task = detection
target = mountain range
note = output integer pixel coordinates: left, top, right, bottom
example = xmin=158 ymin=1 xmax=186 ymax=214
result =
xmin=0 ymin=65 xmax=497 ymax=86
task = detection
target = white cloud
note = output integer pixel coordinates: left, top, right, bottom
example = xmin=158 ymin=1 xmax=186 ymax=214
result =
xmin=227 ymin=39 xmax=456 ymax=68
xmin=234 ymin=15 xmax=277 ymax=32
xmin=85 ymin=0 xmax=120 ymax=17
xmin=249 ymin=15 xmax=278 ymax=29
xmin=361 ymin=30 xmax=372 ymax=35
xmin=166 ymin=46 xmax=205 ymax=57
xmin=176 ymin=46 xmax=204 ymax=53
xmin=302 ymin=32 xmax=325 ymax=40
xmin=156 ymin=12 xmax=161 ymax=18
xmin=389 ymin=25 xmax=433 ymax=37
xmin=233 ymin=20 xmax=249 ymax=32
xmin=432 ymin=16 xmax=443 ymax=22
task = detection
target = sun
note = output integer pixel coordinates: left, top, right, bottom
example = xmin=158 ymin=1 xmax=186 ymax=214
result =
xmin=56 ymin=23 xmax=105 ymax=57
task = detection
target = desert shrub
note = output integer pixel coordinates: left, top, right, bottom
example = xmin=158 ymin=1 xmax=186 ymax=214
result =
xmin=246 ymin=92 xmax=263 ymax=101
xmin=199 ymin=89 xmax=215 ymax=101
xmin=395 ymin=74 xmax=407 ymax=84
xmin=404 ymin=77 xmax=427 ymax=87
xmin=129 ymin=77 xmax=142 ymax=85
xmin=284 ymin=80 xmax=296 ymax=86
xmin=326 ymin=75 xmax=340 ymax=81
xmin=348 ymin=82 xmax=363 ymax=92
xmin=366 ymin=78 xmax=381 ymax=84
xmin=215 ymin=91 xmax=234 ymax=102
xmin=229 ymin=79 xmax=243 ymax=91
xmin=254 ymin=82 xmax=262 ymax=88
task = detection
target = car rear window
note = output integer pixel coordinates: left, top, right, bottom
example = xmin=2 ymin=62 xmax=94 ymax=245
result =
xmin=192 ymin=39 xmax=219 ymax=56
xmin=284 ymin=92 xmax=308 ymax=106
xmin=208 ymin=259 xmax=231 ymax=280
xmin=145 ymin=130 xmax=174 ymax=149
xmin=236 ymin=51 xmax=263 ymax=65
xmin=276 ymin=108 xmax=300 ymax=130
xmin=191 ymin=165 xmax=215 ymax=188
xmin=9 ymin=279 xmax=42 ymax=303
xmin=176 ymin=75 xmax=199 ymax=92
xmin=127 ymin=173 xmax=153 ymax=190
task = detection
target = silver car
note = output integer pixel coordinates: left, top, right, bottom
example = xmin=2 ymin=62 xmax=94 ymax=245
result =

******************************

# What is being asked:
Repeat all of the data exactly.

# Task solution:
task = detection
target = mountain range
note = output integer pixel coordinates: left, top, right, bottom
example = xmin=158 ymin=1 xmax=186 ymax=214
result =
xmin=0 ymin=65 xmax=497 ymax=86
task = detection
target = white cloud
note = output integer pixel coordinates: left, top, right, bottom
example = xmin=158 ymin=1 xmax=186 ymax=214
result =
xmin=227 ymin=39 xmax=456 ymax=68
xmin=234 ymin=15 xmax=277 ymax=32
xmin=85 ymin=0 xmax=120 ymax=17
xmin=249 ymin=15 xmax=278 ymax=29
xmin=361 ymin=30 xmax=372 ymax=35
xmin=166 ymin=46 xmax=205 ymax=57
xmin=176 ymin=46 xmax=204 ymax=53
xmin=302 ymin=32 xmax=325 ymax=40
xmin=156 ymin=12 xmax=161 ymax=18
xmin=389 ymin=25 xmax=433 ymax=37
xmin=233 ymin=20 xmax=249 ymax=32
xmin=432 ymin=16 xmax=443 ymax=22
task = detection
target = sun
note = output integer pixel coordinates: left, top, right, bottom
example = xmin=158 ymin=1 xmax=186 ymax=214
result =
xmin=56 ymin=23 xmax=105 ymax=57
task = detection
target = desert shrub
note = output integer pixel coordinates: left, top, right, bottom
example = xmin=158 ymin=1 xmax=186 ymax=214
result =
xmin=246 ymin=92 xmax=263 ymax=101
xmin=199 ymin=89 xmax=215 ymax=101
xmin=395 ymin=74 xmax=407 ymax=84
xmin=404 ymin=77 xmax=427 ymax=87
xmin=129 ymin=77 xmax=142 ymax=85
xmin=284 ymin=80 xmax=296 ymax=86
xmin=326 ymin=75 xmax=340 ymax=81
xmin=348 ymin=82 xmax=363 ymax=92
xmin=366 ymin=78 xmax=381 ymax=84
xmin=215 ymin=91 xmax=234 ymax=102
xmin=229 ymin=79 xmax=243 ymax=91
xmin=254 ymin=82 xmax=262 ymax=88
task = detection
target = car rear window
note = output integer pixel coordinates: left, top, right, bottom
example = xmin=2 ymin=62 xmax=94 ymax=245
result =
xmin=192 ymin=39 xmax=219 ymax=56
xmin=284 ymin=92 xmax=308 ymax=106
xmin=208 ymin=259 xmax=231 ymax=280
xmin=145 ymin=130 xmax=174 ymax=149
xmin=236 ymin=51 xmax=263 ymax=65
xmin=276 ymin=108 xmax=300 ymax=130
xmin=191 ymin=165 xmax=215 ymax=188
xmin=9 ymin=279 xmax=42 ymax=303
xmin=176 ymin=75 xmax=199 ymax=92
xmin=127 ymin=173 xmax=153 ymax=190
task = detection
target = silver car
note = output integer pixel coordinates: left, top, right, bottom
example = xmin=2 ymin=62 xmax=94 ymax=245
result =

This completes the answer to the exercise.